■ **GIVEN TEXT**

>>>>

[Date Prev][Date Next][Thread Prev][Thread Next][Date Index][Thread Index]

Re: [HTCondor-users] startd statistics



Hi Christoph.  flatting the curve from home these days.

The STARTER collection of statistics is only in the condor_starter, and it never sends it's ad to the collector, The only stats in that collection are 

BlockReads, BlockWrites, BlockReadBytes, BlockWriteBytes

these are all at level 1, so they should be published by default, but not into the STARTD ads directly.  I think they may end up there indirectly
when a job is running. 

>From a startd_cron script you can get ads directly from the startd and pass an argument to condor status that controls the statistics that are published at that time (although this won't affect the STARTER collection, since that's happening indirectly if at all).
 
try

condor_status -direct <name-of-local-startd> -statistics ALL:2 -long 

Most of the stats in the STARTD are in the DC collection, but they are mostly not about jobs, but about performance of the STARTD.  There are a few stats about jobs, these are not in any specific collection.

<<<<

Copy the HTCondor mailing-list reply above in full, without changing a word.

■ **EXCERPTED DATA**
>>>>

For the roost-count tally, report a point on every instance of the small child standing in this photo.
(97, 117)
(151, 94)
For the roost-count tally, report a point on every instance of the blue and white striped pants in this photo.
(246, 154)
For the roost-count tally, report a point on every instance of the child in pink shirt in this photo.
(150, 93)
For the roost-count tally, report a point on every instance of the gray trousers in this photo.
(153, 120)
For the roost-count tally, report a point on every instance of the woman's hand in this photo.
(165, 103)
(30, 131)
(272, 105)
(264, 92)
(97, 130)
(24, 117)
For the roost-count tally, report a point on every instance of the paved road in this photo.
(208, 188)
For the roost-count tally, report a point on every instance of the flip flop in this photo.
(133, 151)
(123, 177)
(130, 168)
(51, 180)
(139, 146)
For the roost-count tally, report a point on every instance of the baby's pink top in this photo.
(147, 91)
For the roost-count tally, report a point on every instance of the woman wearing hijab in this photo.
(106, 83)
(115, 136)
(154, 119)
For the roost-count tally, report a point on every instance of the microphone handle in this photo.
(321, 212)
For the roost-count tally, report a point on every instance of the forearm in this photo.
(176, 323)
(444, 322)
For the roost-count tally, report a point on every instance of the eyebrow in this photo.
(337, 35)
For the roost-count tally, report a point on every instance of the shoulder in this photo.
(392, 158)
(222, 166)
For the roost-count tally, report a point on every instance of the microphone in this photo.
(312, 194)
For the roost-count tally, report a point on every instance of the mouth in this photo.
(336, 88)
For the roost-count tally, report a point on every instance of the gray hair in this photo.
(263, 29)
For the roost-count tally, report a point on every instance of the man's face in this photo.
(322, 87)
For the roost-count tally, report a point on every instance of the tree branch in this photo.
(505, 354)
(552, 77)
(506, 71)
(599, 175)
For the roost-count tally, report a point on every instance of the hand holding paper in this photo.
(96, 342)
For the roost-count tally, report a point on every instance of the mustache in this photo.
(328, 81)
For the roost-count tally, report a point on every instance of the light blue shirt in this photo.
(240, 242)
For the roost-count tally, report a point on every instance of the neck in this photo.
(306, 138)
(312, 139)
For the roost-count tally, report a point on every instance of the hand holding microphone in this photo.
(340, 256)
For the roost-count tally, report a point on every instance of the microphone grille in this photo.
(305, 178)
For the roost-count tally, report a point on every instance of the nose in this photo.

<<<<
>>>>

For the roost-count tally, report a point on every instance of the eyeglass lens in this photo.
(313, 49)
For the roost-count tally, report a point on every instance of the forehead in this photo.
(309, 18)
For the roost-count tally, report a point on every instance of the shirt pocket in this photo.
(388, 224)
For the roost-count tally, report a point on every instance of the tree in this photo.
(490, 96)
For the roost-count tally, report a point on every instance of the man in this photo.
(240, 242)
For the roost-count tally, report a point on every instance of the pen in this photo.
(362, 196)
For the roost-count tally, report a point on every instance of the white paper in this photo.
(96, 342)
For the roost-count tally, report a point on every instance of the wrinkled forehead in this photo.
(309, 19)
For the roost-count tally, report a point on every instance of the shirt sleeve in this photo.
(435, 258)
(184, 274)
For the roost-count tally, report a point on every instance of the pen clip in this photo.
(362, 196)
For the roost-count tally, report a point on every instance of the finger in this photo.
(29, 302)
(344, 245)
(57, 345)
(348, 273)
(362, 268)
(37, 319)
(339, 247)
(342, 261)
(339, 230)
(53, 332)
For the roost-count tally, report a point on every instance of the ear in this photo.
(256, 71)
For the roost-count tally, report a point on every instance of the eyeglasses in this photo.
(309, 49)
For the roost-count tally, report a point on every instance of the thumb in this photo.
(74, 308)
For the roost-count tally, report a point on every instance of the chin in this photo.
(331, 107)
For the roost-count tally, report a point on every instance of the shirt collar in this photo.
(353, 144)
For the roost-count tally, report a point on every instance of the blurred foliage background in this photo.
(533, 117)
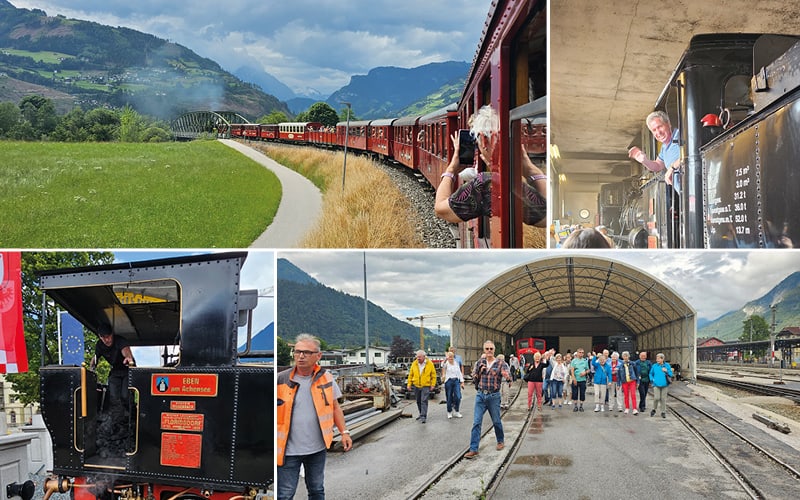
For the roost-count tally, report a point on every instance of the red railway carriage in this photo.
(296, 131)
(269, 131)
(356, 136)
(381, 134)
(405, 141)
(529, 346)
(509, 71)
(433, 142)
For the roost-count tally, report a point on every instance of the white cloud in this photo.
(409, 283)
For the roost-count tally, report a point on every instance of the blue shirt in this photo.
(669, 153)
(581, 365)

<<<<

■ **ANSWER**
[Date Prev][Date Next][Thread Prev][Thread Next][Date Index][Thread Index]

Re: [HTCondor-users] startd statistics



Hi Christoph.  flatting the curve from home these days.

The STARTER collection of statistics is only in the condor_starter, and it never sends it's ad to the collector, The only stats in that collection are 

BlockReads, BlockWrites, BlockReadBytes, BlockWriteBytes

these are all at level 1, so they should be published by default, but not into the STARTD ads directly.  I think they may end up there indirectly
when a job is running. 

>From a startd_cron script you can get ads directly from the startd and pass an argument to condor status that controls the statistics that are published at that time (although this won't affect the STARTER collection, since that's happening indirectly if at all).
 
try

condor_status -direct <name-of-local-startd> -statistics ALL:2 -long 

Most of the stats in the STARTD are in the DC collection, but they are mostly not about jobs, but about performance of the STARTD.  There are a few stats about jobs, these are not in any specific collection.